Aim of the task — Can you copy the lines below word for word, starting with the line that contains "Task: Where can the car headlight" and stopping after the line that contains "[[689, 205]]"?

Entries supplied —

________________

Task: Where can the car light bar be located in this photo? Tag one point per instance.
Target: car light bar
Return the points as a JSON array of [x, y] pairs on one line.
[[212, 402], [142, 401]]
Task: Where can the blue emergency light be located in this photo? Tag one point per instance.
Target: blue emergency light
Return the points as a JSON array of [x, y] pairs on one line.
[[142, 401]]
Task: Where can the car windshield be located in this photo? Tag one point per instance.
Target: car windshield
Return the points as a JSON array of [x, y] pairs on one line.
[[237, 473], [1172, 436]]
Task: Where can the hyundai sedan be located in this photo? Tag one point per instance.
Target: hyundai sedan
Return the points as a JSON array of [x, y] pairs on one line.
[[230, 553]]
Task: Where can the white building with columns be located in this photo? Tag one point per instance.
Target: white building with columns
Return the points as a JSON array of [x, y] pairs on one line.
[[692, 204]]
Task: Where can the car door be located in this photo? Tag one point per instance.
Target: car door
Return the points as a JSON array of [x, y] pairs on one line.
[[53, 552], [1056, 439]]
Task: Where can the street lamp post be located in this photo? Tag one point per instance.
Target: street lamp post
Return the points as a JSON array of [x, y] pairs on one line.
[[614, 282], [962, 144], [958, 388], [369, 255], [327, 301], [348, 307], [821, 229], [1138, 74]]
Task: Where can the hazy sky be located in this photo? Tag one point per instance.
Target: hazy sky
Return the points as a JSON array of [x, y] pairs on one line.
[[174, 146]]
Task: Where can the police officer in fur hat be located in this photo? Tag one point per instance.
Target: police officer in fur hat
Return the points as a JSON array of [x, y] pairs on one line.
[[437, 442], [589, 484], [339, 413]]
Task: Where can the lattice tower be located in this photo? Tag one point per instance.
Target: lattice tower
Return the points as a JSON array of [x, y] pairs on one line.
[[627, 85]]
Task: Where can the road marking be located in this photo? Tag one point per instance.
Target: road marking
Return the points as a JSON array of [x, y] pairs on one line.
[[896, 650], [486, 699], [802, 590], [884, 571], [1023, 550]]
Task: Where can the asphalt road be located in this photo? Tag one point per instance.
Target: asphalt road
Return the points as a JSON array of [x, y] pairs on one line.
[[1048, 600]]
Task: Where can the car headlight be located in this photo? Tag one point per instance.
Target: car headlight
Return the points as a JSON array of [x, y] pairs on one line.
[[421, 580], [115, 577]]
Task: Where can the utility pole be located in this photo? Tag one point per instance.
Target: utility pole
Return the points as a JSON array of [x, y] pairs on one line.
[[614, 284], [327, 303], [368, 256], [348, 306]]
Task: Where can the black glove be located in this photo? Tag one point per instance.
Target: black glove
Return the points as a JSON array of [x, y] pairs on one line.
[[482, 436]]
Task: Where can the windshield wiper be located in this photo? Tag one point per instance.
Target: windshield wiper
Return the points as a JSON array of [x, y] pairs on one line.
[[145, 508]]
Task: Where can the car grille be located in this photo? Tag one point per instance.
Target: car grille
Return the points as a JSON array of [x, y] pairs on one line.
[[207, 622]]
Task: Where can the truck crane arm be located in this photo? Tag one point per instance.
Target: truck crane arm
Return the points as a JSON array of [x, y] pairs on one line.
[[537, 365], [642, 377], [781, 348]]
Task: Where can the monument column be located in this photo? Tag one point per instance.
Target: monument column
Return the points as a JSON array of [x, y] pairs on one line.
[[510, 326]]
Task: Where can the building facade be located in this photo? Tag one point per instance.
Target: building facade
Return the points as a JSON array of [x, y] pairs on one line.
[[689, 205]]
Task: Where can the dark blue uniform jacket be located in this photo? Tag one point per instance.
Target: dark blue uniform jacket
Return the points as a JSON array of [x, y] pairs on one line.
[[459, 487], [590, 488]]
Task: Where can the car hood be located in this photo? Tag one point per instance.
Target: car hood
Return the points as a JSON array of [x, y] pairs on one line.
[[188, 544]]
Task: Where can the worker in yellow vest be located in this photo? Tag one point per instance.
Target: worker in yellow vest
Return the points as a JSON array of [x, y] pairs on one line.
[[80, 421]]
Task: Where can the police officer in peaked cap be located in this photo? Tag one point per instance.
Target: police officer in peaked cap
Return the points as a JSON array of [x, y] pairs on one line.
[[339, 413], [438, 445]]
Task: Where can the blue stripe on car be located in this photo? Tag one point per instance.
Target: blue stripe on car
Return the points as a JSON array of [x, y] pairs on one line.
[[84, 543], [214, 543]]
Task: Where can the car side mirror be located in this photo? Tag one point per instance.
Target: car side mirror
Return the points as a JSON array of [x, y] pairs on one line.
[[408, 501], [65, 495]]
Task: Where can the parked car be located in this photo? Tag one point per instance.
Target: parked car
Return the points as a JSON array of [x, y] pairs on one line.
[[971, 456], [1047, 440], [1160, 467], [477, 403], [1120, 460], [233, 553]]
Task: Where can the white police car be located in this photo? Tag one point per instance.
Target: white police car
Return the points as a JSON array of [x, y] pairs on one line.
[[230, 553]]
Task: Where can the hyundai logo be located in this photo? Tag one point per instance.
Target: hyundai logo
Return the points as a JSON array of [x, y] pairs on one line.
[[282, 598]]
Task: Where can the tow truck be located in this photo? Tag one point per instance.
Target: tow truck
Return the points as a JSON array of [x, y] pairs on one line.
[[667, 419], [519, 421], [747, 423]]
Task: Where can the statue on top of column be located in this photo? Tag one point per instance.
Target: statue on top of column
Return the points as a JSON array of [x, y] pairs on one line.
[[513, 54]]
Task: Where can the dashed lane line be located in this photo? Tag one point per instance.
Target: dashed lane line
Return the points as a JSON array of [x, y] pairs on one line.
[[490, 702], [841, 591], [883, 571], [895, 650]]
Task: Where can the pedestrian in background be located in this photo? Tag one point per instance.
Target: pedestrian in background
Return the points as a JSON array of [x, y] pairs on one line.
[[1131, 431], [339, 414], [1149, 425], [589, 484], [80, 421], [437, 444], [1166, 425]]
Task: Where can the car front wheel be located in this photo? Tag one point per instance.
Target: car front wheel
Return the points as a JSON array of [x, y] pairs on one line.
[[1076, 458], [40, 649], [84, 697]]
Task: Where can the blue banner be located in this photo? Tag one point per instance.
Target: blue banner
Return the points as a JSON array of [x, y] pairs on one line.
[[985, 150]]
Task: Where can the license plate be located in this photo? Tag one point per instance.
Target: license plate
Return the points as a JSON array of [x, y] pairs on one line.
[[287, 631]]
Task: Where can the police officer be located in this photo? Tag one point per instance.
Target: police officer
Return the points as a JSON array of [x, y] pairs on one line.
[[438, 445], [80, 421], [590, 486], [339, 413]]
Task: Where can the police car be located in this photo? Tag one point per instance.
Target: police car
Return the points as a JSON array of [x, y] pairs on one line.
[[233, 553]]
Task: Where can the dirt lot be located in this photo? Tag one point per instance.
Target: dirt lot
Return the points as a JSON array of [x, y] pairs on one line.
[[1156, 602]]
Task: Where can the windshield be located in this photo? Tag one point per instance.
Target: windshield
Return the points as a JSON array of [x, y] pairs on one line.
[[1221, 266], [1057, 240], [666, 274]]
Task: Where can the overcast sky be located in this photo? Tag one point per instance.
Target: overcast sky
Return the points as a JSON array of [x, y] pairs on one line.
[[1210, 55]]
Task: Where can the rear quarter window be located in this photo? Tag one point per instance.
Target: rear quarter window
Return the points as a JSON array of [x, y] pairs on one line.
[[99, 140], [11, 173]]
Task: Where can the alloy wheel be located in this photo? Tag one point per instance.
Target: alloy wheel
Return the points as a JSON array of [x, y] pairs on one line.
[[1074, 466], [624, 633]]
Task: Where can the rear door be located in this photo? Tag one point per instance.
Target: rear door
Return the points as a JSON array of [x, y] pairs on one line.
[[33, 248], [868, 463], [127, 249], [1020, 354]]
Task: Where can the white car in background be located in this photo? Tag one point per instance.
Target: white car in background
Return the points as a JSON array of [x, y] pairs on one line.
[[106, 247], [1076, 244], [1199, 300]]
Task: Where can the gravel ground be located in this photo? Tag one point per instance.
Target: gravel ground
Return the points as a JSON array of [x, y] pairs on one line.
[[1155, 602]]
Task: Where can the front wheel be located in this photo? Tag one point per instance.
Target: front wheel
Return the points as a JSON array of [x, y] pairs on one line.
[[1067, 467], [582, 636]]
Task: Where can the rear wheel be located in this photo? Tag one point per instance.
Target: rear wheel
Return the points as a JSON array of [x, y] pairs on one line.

________________

Complete output —
Task: Where can the car headlight be located in this photo? Tag one point per instance.
Target: car headlight
Return the points as a JSON array of [x, y] pairs on one line.
[[421, 580], [115, 577]]
Task: Where can the utility pole be located in this photo? Tag one point per instance.
Target: utility pole
Return the points as a JSON array of [x, y] pairs on one line.
[[614, 284], [327, 303], [368, 256], [348, 306]]
Task: Where can the black glove be located in this photo? Tag one point per instance.
Target: black glove
Return the points as a JSON array of [x, y] pairs on one line.
[[482, 436]]
Task: Where can the windshield wiper be located in this photo? Tag one point per instance.
Target: windshield wiper
Return the points as a JSON array of [x, y] pairs on one line.
[[145, 508]]
Task: Where can the car grille be located in this photo? Tag one point per instance.
Target: car grille
Return the points as a JSON array of [x, y] pairs on one line.
[[207, 622]]
Task: Where can the truck crane arm be located in this photo? Tag one point per instance.
Target: truck crane arm
Return the points as a JSON array of [x, y] pairs on one line.
[[537, 365], [642, 377], [781, 348]]
Task: Where can the monument column be located in this photo? Tag one point per instance.
Target: monument column
Return the points as a JSON array of [x, y] pairs on one line.
[[510, 326]]
Task: Where can the building facade be located in this photo? Tag one point per instance.
Target: building facade
Return the points as a JSON array of [x, y] pairs on one line.
[[689, 205]]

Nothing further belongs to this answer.